[What is required] In the article below on European origins and Çatalhöyük, retype the passage from "Taking DNA samples" to "the study said." word for word.

[Supplied text]
+ + + +

European people might have originated from Anatolia during the Neolithic era as samples from ancient bodies recovered in both regions share genetic similarities, a recent study by the Polish National Science Center has revealed.

According to the study “Ancient Mitochondrial Genomes Reveal the Absence of Maternal Kinship in the Burials of Çatalhöyük People and Their Genetic Affinities,” which was published in Genes journal in January, European people might have originated from Turkey’s famous Neolithic-era settlement Catalhoyuk in Konya province.

Taking DNA samples from ancient bodies uncovered in Catalhoyuk, researchers found that genomic data, both from the Marmara region and Central Anatolia, shared genetic similarities with those regions and close genetic affinity with Central European Neolithic populations.

“Those results support the leading role of the terrestrial route of the Neolithic spread both within and outside of the Anatolia,” the study said.

Istanbul University Professor of Archaeology Omer Erbil, who previously claimed that European people were originally from Catalhoyuk, said the study shows his archaeology-based claims are backed with science.

“We came to this conclusion with archaeological findings before. What we claimed was not nonsense; it was backed by scientific facts. DNA tests prove archaeological findings. The migration wave started in 7400 B.C. and continued for thousands of years,” he told Turkish daily the Hurriyet.

One of the world’s first urban centers which dates back 9,000 years, Catalhoyuk is included in the 2012 UNESCO World Heritage List.

“Since 1993, the Catalhoyuk Research Project has recruited an international group of specialists to pioneer new archaeological, conservation and curatorial methods on and off site. Simultaneously, it aims to advance our understandings of human life in the past,” Catalhoyuk’s official website says.

+ + + +

[Information given]
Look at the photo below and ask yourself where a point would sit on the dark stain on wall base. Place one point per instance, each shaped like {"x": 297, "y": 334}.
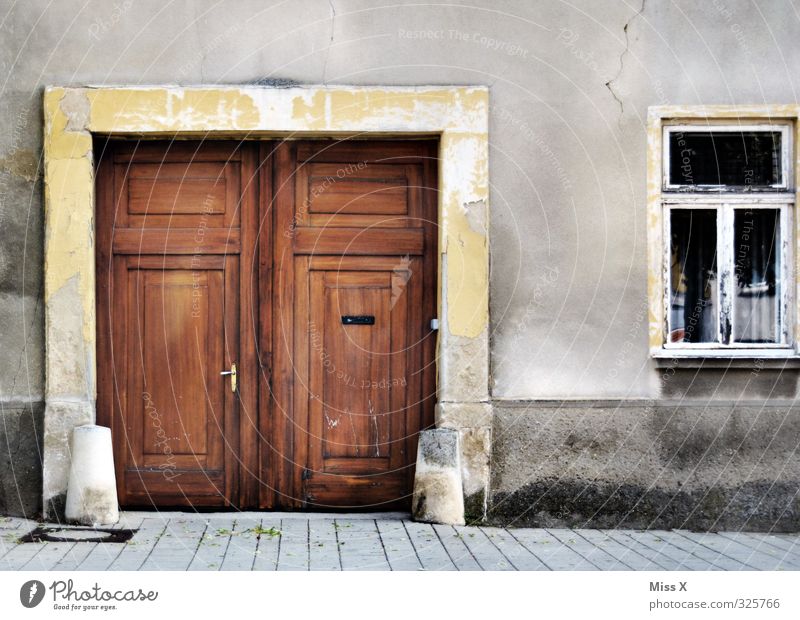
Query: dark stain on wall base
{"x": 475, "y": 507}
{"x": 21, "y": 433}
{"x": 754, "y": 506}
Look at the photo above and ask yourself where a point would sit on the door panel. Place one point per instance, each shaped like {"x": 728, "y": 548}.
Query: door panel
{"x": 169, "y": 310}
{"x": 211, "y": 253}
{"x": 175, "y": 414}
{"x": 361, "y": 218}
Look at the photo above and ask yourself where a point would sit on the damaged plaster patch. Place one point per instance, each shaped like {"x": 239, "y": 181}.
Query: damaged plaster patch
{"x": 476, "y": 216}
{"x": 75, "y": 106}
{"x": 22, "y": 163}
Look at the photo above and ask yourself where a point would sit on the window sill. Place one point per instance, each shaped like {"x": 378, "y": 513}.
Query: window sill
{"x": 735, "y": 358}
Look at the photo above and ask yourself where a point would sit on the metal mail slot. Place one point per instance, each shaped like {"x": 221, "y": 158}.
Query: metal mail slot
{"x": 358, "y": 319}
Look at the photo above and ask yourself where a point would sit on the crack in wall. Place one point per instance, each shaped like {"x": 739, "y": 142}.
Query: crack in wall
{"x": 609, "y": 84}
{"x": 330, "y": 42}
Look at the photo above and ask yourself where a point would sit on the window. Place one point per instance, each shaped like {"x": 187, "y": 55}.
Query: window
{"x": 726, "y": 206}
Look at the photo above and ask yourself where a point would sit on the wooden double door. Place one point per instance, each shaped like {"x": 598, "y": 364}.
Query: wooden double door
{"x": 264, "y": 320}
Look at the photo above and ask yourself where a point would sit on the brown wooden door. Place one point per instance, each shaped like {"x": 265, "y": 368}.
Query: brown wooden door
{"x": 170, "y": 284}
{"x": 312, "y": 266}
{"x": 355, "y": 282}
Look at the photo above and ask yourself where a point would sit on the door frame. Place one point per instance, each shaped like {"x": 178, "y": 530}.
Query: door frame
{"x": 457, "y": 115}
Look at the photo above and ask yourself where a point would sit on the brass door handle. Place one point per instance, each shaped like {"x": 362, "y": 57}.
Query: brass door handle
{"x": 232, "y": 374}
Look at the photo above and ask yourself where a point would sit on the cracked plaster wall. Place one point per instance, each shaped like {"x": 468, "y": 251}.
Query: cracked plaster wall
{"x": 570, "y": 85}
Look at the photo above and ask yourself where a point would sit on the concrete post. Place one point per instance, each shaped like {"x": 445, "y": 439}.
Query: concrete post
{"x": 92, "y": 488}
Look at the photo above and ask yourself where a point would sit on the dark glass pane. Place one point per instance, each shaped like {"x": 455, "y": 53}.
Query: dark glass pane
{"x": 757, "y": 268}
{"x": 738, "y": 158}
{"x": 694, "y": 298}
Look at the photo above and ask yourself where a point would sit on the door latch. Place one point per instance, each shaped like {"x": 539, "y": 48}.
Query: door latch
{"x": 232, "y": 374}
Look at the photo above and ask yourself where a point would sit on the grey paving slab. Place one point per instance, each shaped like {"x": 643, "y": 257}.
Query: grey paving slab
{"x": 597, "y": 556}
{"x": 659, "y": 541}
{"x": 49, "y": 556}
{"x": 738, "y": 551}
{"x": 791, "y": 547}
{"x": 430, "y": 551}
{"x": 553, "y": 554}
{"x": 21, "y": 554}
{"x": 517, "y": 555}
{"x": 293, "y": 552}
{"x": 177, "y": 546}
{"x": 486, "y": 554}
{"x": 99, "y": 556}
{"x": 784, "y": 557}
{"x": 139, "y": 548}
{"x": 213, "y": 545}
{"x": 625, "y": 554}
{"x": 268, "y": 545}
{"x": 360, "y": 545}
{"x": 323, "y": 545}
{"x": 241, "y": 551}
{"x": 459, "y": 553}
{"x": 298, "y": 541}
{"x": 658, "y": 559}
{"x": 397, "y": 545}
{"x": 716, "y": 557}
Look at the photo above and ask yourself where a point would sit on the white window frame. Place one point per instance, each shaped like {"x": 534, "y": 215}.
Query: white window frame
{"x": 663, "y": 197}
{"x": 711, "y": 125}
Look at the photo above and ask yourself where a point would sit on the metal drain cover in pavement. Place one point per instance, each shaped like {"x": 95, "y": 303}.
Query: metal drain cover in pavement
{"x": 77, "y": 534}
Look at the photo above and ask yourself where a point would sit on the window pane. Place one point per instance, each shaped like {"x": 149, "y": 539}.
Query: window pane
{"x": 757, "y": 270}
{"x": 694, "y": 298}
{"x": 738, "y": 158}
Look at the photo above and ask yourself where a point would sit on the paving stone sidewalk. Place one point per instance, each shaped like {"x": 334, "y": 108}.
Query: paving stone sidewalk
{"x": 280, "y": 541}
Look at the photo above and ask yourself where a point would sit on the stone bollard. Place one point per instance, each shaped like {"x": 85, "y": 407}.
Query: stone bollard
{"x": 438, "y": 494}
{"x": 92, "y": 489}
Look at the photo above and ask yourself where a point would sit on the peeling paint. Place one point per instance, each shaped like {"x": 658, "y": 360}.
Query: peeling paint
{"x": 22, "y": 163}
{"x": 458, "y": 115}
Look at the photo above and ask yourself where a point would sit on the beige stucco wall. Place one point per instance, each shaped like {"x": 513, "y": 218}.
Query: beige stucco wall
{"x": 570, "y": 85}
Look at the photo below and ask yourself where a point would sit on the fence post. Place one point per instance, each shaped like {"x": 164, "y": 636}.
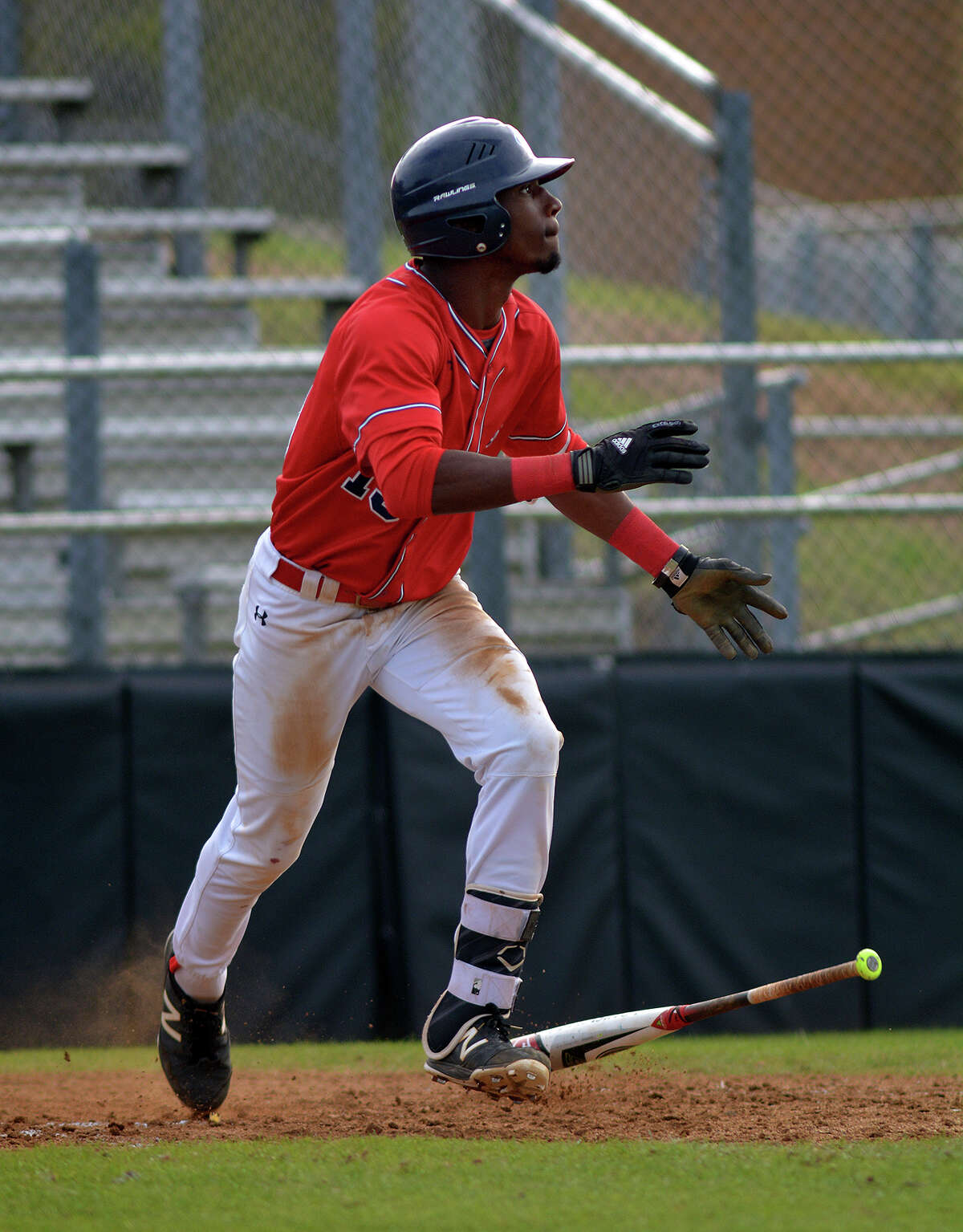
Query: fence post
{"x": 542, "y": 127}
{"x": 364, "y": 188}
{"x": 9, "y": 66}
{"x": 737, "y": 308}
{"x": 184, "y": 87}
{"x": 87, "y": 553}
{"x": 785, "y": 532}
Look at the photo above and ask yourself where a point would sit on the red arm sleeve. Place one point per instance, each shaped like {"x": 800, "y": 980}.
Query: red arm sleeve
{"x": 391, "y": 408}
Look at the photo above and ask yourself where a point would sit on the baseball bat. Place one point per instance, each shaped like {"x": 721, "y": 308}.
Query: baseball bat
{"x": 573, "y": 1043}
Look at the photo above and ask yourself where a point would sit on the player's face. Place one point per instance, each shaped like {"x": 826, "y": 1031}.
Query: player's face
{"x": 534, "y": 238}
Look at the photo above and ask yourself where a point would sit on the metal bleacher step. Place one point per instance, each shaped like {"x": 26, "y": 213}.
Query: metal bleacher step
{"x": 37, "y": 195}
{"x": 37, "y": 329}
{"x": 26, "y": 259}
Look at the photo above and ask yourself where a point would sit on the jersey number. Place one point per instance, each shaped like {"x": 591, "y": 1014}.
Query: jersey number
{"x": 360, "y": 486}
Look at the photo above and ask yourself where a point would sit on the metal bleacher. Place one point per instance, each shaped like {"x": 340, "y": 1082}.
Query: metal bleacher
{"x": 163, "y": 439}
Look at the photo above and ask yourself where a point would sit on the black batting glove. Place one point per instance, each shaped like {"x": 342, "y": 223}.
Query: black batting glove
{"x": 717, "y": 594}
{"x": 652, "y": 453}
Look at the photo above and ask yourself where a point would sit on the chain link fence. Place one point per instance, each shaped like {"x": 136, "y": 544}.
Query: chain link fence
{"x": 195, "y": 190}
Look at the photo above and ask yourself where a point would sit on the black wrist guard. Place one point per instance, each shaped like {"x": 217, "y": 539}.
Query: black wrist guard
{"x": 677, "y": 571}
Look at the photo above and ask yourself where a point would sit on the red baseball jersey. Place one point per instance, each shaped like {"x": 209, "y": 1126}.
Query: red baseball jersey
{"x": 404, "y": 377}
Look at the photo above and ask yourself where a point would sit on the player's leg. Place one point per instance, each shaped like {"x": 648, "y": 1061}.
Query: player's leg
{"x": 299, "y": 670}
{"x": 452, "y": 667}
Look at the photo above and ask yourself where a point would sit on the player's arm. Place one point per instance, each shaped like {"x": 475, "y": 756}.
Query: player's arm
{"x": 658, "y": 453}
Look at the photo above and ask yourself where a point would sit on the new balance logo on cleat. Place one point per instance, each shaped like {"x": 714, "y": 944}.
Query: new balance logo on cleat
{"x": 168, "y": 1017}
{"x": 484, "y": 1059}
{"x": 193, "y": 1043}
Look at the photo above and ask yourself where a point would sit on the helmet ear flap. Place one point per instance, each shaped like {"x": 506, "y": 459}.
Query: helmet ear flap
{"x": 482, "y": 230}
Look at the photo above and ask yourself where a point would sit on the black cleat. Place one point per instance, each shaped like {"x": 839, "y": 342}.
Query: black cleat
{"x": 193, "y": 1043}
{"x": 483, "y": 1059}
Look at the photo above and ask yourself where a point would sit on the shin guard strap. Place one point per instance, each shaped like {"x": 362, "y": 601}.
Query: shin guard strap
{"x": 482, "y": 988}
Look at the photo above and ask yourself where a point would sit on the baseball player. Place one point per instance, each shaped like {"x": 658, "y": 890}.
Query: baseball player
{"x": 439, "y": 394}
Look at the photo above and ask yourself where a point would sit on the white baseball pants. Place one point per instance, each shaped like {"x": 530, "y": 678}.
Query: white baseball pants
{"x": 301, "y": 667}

+ + + +

[Reply to the exercise]
Taking DNA samples from ancient bodies uncovered in Catalhoyuk, researchers found that genomic data, both from the Marmara region and Central Anatolia, shared genetic similarities with those regions and close genetic affinity with Central European Neolithic populations.

“Those results support the leading role of the terrestrial route of the Neolithic spread both within and outside of the Anatolia,” the study said.